*** Opening Available records ***

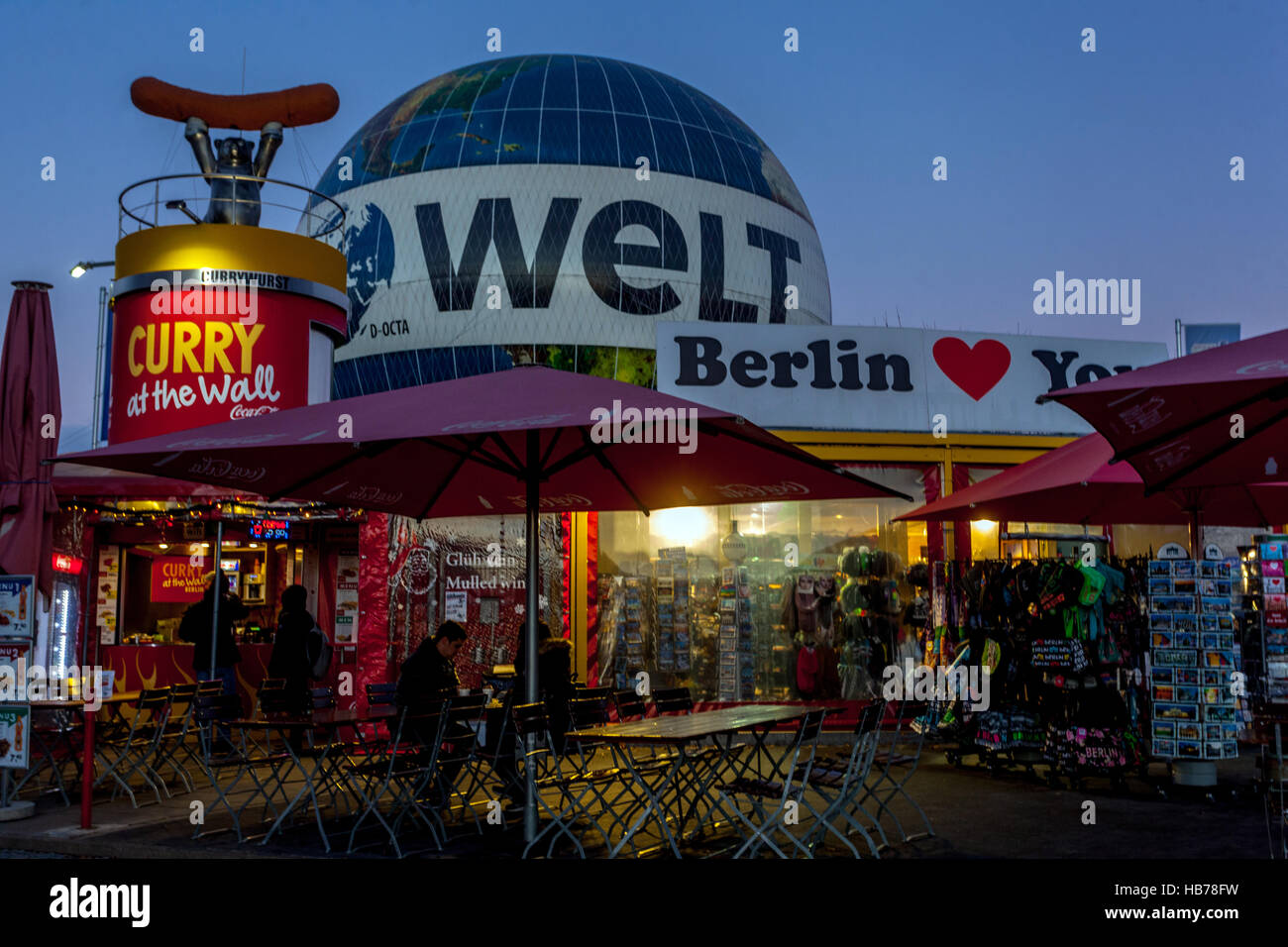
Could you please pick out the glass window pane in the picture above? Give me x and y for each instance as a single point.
(626, 97)
(482, 138)
(634, 140)
(528, 81)
(519, 137)
(655, 97)
(597, 140)
(558, 137)
(445, 149)
(561, 84)
(730, 157)
(591, 86)
(673, 151)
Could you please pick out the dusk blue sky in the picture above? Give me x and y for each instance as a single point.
(1107, 163)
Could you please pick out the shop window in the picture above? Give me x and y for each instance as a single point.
(472, 571)
(722, 599)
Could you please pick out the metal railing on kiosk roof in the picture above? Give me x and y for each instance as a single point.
(178, 198)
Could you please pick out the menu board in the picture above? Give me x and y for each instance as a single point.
(17, 605)
(14, 736)
(106, 592)
(456, 605)
(347, 596)
(1192, 633)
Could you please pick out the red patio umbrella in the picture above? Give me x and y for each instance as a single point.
(529, 438)
(30, 420)
(1078, 483)
(1215, 418)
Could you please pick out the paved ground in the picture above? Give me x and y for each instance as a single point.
(974, 815)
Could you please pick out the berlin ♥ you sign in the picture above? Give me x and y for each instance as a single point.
(848, 377)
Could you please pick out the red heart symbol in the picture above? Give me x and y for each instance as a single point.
(974, 369)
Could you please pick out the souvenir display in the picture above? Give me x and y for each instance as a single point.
(1194, 663)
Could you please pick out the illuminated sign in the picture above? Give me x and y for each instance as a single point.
(67, 564)
(176, 579)
(270, 528)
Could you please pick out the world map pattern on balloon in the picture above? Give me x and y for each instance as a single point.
(568, 110)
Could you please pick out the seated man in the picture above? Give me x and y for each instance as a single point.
(429, 674)
(426, 680)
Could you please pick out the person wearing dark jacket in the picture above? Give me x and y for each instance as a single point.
(292, 659)
(554, 678)
(196, 626)
(429, 674)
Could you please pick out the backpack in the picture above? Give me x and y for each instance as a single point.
(318, 652)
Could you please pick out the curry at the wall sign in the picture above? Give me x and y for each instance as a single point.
(198, 356)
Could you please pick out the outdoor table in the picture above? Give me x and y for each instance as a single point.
(47, 754)
(679, 732)
(291, 724)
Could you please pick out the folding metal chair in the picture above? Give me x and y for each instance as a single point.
(460, 764)
(838, 781)
(133, 753)
(759, 827)
(209, 711)
(501, 754)
(542, 763)
(897, 770)
(54, 737)
(174, 738)
(403, 774)
(588, 712)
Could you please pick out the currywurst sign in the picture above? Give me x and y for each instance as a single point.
(838, 377)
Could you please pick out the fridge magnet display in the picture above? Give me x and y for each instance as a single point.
(1176, 657)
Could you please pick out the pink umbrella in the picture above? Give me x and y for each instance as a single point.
(473, 446)
(1215, 418)
(1078, 483)
(531, 438)
(30, 418)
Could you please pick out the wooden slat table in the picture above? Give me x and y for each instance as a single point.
(682, 733)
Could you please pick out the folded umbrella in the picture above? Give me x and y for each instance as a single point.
(1215, 418)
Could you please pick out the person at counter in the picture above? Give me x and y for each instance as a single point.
(196, 628)
(291, 659)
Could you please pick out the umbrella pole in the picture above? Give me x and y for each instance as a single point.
(219, 595)
(531, 512)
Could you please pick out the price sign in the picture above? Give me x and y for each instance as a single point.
(270, 528)
(17, 605)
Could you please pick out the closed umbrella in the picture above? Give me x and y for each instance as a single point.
(30, 418)
(1210, 419)
(529, 438)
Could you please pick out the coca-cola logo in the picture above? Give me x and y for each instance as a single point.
(533, 421)
(747, 491)
(565, 500)
(243, 411)
(226, 471)
(373, 495)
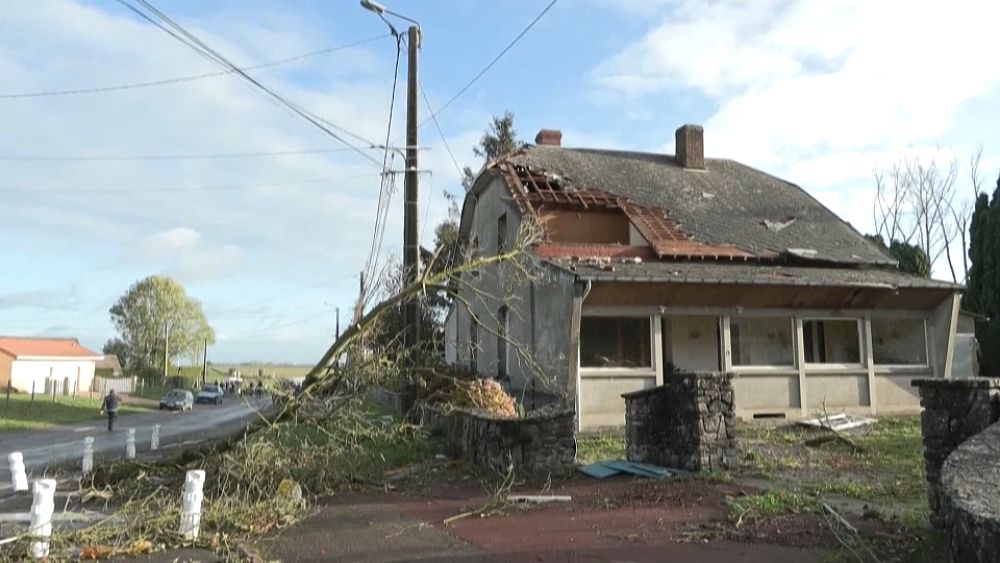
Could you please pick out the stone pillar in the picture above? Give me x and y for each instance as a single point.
(954, 411)
(686, 423)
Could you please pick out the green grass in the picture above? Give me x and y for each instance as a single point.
(22, 414)
(591, 449)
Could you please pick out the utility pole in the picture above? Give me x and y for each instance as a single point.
(204, 364)
(411, 250)
(166, 350)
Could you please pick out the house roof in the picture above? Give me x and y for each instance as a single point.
(109, 361)
(45, 347)
(750, 274)
(727, 210)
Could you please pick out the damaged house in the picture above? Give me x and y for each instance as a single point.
(652, 263)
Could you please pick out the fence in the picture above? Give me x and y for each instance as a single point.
(120, 384)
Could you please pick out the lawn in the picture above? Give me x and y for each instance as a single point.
(23, 414)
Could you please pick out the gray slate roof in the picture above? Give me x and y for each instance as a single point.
(753, 274)
(727, 203)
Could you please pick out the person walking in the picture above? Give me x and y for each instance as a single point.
(110, 407)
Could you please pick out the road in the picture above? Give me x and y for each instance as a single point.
(43, 448)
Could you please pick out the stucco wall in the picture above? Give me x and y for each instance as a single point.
(80, 374)
(5, 365)
(539, 310)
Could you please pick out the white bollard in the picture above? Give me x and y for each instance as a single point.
(130, 444)
(18, 478)
(88, 455)
(42, 507)
(194, 483)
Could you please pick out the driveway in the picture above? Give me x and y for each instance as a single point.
(42, 448)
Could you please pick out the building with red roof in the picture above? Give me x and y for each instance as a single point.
(46, 365)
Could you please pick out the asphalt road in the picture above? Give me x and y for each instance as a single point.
(42, 448)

*** Closing Available records ***

▸ **What you need to do**
What is needed here is an exact copy of every record, with the pictures left out.

▸ **Your response**
Could you please pick out the glass window pane in the picture above? Give me x and y for each instance as a single point.
(626, 97)
(482, 138)
(634, 140)
(528, 81)
(519, 137)
(655, 97)
(597, 140)
(558, 137)
(445, 149)
(561, 84)
(730, 157)
(591, 86)
(673, 151)
Could you please pick out the dusk blue sky in the picture above? Give me x and y for each instance as a single point.
(1107, 163)
Could you please pick out the shop window in the picture above? Give me x and y for each instance as a single point.
(472, 571)
(722, 599)
Could you please pick out the metal railing on kiosk roof in the picture above? Give me x and y for each instance as a single point.
(178, 198)
Could you please pick out the menu board in the picture above? Give me x and y for each instance as a single point.
(17, 605)
(14, 736)
(106, 592)
(456, 605)
(347, 596)
(1192, 633)
Could you please pick out the red patio umbrella in the picture above? Give me x and y for each instance as a single point.
(529, 438)
(30, 420)
(1078, 483)
(1215, 418)
Could you please pick out the paved ground in the picture above? Give me x and y for each instance as a single point.
(974, 815)
Could you please pick out the berlin ♥ you sign in the picture above? Give me x and y for each instance as a single point.
(848, 377)
Could you please pick out the red heart symbol in the picture above? Give me x and y for each instance as a single point.
(974, 369)
Could you please pick out the souvenir display in the picture above? Give me x and y for each instance as a single point.
(1194, 663)
Could you please pick out the illuminated sign in the picture above? Give me x and y for each instance as a single point.
(67, 564)
(176, 579)
(270, 528)
Could you please pick out the world map pattern on balloon in the picture above? Give me x and y for each instance as a single point.
(568, 110)
Could you please pick out the seated man in the picture above? Give me x and y for each instance as a single point.
(429, 674)
(426, 680)
Could you please pick out the person wearing dark jacket in the picture above? Give me x and y for each instance as a single point.
(292, 659)
(554, 678)
(196, 626)
(429, 674)
Could you please pick out the backpack in the picture above? Give me x and y for each instance as a single point.
(318, 652)
Could you please pick out the curry at the wall sign in the picture above? Give me x and y for each instance as a single point.
(198, 356)
Could you please pick out the outdoor table in the picture above? Give me x and y for each instance as a single point.
(47, 754)
(679, 732)
(291, 724)
Could you please pick out the folding metal chair in the picture above? Give me x and y for each instance as a single point.
(460, 764)
(838, 781)
(133, 753)
(759, 827)
(209, 711)
(501, 754)
(542, 763)
(897, 770)
(54, 737)
(174, 738)
(403, 774)
(588, 712)
Could you please pick out the currywurst sign in the picture above? Give me x and y for each instance as a single point.
(838, 377)
Could you please pick out the fridge magnet display in the picture above? Give me x and y for each instance as a single point.
(1176, 657)
Could you please pick out the pink umbrella in the picture above? Give me x and y for each instance as a single point.
(473, 446)
(1215, 418)
(1078, 483)
(531, 438)
(30, 418)
Could you please pick out the wooden slat table in the picture above? Give me x and y for each instance as a single point.
(682, 733)
Could you please pick out the folded umbrella in the picture above? Give me x and y for each instance as a single point.
(1215, 418)
Could you please pick out the person at counter in the picture above? Give me x and y for each instance as a single point.
(196, 628)
(291, 659)
Could you please pick out the umbrella pole in the picture above? Give me x and y for each instance as a single point.
(219, 595)
(531, 512)
Could you please pick out the price sign in the picture above? Give me x and y for each instance as a single point.
(270, 528)
(17, 605)
Could you please pick out the closed umbrella in the picture above? Give me x and y for each instance as a single point.
(30, 418)
(1210, 419)
(529, 438)
Could you please pick out the coca-cola logo in the picture above? Give me x and y for each instance as a single point.
(533, 421)
(747, 491)
(565, 500)
(243, 411)
(226, 471)
(373, 495)
Could you please pick out the stone pillar in the picture above? Give me x and y for each instance as a single point.
(954, 411)
(686, 423)
Could you please pick out the green grass in the picture above? Give me x and y for each instance as a single point.
(22, 414)
(591, 449)
Could you please pick out the utility pole in the picture above? Give me x and y for each instance as a single point.
(204, 364)
(411, 250)
(166, 350)
Could you please pick out the house roof in the picture above? Give me x and y for each instance as a single point.
(109, 361)
(45, 347)
(750, 274)
(727, 210)
Could you please pick out the damaged house in the picture above? Give me x and y for each instance as a single point.
(652, 263)
Could you please pick out the fence in the picture above? Give me x and y for each instance as a single point.
(120, 384)
Could you please pick out the lawn in the picture above? Give me x and y for each instance as a single point.
(23, 414)
Could you please pick out the gray slate roof in the picture above? Give me x and y for each instance as a single point.
(753, 274)
(727, 203)
Could you please pick out the person walking in the picture above? Give me x and y for each instance as a single point.
(110, 407)
Could you please pick out the road in the picture above? Give me x and y for each instance as a single point.
(43, 448)
Could you please pick out the stucco wall in the picture above? Give me x and y for each instance as a single point.
(80, 374)
(5, 365)
(539, 310)
Could you please pick out the white bollard in the picture above? Give me x and y for each instance as a single point.
(130, 444)
(18, 478)
(88, 455)
(42, 507)
(194, 483)
Could you please pick out the driveway in the picture above? Give me x and y for each instance as a single point.
(42, 448)
Could you please pick out the building with red roof in the picture above? Give me x and y for each instance as a single point.
(46, 365)
Could you please pick out the asphalt road in the picture above? Give me x and y for each instance as a single point.
(42, 448)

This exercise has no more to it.